• 目的:
「Locate each instance of the textured」を含む行からエントリの末尾までの行(両端を含む)を、指示文も含めてすべて再掲してください。回答に含まれる座標の各数値には105を加えてください。

• 抜粋エントリ:
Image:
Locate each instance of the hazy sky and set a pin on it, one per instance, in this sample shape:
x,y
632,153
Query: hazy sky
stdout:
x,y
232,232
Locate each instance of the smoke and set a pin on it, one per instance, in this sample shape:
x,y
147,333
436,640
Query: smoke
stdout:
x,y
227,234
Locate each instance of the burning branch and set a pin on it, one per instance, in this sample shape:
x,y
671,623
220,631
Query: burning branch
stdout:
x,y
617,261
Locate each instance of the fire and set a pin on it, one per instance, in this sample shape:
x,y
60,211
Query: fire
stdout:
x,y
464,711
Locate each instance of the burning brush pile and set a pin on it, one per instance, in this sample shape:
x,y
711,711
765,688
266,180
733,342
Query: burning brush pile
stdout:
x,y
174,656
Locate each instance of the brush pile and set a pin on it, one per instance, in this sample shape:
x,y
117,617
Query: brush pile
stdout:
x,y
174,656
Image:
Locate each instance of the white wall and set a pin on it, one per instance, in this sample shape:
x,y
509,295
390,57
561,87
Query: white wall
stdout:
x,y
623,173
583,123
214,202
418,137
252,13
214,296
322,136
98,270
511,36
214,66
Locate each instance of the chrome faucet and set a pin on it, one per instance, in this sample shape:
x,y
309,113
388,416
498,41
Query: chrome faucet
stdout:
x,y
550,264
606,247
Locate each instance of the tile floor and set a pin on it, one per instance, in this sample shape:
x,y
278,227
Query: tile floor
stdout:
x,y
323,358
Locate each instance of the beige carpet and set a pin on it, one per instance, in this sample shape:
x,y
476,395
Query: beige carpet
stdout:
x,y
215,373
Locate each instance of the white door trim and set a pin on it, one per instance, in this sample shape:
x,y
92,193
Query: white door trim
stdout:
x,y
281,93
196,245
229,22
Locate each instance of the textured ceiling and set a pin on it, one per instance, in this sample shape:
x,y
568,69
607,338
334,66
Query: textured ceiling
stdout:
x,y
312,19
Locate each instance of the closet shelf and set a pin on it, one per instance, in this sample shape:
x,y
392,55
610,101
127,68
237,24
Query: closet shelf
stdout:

• 出力:
Locate each instance of the textured ceiling and set a pin on it, one per instance, in this sample shape:
x,y
568,69
607,338
334,66
Query: textured ceiling
stdout:
x,y
417,124
Locate each instance of the closet shelf and set a pin on it, one per instance, in this sample shape:
x,y
392,55
610,101
127,68
237,24
Query: closet shelf
stdout:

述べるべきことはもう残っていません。